---------- Source records ----------

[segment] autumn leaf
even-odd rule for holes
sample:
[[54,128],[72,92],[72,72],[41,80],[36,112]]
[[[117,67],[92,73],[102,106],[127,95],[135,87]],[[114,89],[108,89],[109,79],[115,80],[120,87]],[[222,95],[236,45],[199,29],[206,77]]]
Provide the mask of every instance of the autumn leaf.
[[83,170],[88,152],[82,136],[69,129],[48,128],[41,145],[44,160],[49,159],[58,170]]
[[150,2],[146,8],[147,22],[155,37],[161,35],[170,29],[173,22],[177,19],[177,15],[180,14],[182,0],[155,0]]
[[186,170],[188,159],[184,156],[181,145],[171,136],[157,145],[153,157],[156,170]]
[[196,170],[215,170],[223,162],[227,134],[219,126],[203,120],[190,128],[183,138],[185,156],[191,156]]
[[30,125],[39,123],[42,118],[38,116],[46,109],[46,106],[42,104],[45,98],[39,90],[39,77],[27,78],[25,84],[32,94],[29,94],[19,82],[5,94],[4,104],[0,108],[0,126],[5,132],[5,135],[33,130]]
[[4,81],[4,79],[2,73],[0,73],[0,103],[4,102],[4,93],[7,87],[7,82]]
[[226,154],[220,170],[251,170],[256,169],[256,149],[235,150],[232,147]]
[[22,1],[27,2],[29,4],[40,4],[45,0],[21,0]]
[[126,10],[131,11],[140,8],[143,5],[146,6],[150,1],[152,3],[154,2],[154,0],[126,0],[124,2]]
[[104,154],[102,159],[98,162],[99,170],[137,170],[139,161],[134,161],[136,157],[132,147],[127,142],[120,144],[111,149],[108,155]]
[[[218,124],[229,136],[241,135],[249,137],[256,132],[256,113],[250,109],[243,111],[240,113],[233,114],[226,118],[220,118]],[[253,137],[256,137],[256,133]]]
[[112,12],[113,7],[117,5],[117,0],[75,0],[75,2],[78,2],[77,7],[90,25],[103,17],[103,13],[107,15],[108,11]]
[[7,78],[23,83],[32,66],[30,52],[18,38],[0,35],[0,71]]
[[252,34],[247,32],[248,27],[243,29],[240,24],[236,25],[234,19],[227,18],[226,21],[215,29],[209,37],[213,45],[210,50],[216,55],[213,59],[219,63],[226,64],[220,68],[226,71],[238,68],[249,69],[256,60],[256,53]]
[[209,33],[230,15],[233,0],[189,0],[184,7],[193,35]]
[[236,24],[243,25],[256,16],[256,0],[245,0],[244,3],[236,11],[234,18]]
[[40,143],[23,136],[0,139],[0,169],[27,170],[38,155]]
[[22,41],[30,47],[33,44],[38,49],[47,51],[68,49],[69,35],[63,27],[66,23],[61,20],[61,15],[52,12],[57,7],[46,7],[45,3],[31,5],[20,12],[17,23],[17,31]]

----------
---------- Source records ----------

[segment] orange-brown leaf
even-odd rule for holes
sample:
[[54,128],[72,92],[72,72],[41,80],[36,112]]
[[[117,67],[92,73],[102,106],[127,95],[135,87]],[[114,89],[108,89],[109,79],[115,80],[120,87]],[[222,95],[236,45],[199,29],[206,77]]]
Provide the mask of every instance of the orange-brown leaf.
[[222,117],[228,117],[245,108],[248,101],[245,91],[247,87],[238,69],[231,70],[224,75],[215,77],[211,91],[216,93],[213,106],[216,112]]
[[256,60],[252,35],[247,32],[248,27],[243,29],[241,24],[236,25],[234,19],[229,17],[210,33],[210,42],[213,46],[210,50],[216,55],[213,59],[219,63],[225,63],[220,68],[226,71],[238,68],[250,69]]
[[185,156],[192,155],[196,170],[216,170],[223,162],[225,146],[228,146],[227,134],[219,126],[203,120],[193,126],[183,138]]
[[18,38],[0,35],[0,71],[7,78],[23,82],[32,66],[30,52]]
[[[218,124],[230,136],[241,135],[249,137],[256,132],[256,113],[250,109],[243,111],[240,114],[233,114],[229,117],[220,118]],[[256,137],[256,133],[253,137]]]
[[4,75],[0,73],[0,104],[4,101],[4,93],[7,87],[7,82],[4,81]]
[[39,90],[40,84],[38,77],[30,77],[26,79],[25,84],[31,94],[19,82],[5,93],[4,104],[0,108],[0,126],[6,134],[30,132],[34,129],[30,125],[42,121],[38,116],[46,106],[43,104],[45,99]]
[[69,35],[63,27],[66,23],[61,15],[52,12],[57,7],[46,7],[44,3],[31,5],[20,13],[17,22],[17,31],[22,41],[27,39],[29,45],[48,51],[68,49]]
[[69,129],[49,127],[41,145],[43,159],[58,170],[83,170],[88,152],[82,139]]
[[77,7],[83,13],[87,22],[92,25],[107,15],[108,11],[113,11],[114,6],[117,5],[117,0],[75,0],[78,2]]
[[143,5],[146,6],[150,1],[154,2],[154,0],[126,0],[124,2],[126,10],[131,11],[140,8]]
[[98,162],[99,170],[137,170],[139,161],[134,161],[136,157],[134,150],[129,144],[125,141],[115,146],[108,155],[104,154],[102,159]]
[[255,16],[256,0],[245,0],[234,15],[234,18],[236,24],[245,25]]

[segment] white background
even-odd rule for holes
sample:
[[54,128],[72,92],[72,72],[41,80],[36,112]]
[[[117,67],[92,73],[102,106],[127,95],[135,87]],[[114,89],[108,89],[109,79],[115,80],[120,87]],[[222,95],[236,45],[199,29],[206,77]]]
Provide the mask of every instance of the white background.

----------

# Task prompt
Convert the part that opens with the line containing "[segment] autumn leaf" and closes with the line containing "Provide the mask of every instance of the autumn" into a Markdown table with columns n and Line, one row per line, numbered in order and omitting blank lines.

# The output
| n | Line |
|---|---|
| 1 | [segment] autumn leaf |
| 2 | even-odd rule for holes |
| 3 | sample: |
| 4 | [[54,128],[72,92],[72,72],[41,80],[36,112]] |
| 5 | [[[117,67],[92,73],[102,106],[127,95],[135,87]],[[114,89],[108,89],[109,79],[115,80],[120,87]],[[222,95],[236,45],[199,29],[206,77]]] |
| 6 | Provide the mask of every instance of the autumn leaf. |